(Data records)

^^^^^^^^

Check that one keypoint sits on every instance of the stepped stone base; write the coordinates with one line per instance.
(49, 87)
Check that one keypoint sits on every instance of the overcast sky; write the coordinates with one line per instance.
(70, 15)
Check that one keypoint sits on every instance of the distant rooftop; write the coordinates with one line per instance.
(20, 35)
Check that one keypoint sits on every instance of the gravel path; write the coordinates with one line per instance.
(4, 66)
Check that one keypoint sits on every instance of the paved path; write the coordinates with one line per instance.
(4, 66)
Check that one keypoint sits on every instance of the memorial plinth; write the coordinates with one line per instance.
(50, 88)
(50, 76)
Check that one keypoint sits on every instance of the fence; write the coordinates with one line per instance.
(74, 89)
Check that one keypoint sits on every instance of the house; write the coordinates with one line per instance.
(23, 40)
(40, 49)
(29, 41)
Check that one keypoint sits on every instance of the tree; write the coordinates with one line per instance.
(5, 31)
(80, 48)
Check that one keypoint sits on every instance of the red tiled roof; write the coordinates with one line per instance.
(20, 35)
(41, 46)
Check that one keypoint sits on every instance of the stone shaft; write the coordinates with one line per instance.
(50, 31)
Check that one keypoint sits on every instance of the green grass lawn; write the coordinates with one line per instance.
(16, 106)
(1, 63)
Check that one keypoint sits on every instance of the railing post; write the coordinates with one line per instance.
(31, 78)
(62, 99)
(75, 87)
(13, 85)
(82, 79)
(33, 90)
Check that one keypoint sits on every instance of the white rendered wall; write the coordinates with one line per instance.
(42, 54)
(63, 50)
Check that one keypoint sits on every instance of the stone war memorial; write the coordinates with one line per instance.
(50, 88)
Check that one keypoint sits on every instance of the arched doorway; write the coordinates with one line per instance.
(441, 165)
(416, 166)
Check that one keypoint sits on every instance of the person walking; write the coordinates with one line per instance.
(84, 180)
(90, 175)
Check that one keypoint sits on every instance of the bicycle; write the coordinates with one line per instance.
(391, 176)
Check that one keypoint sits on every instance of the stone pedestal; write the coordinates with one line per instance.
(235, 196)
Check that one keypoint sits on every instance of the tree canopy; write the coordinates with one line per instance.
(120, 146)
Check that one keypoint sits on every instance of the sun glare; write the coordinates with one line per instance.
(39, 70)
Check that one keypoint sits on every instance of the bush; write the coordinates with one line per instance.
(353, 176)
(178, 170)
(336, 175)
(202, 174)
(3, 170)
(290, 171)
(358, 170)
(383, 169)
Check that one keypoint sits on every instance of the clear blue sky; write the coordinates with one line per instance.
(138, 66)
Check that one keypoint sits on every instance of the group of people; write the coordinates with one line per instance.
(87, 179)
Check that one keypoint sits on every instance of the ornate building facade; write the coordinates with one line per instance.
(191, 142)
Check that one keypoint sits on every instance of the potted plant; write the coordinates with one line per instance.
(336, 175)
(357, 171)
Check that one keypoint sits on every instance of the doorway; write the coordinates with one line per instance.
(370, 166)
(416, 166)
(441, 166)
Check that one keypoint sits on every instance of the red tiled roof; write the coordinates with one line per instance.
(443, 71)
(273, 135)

^^^^^^^^

Nothing but the lines from the line with "Check that one keypoint sits on every instance of the group" to the last line of the listing above should appear; please retype them exactly, both ends included.

### Correct output
Check that one keypoint sits on every instance of the group of people; write the coordinates with one line per instance.
(87, 179)
Check that one keypoint sits on every instance of the ornate building facade; write the coordinates with one line per instance.
(191, 142)
Check that one keypoint sits on every instance of the potted plant; write the coordinates with one line per instance.
(336, 175)
(357, 171)
Check that one keypoint sits on every instance of the doorway; write the coordinates with one line per instance.
(370, 166)
(416, 166)
(441, 166)
Check that one keypoint sits on every instance of the red tiled roof; write the coordinates with one line per instance.
(443, 71)
(273, 135)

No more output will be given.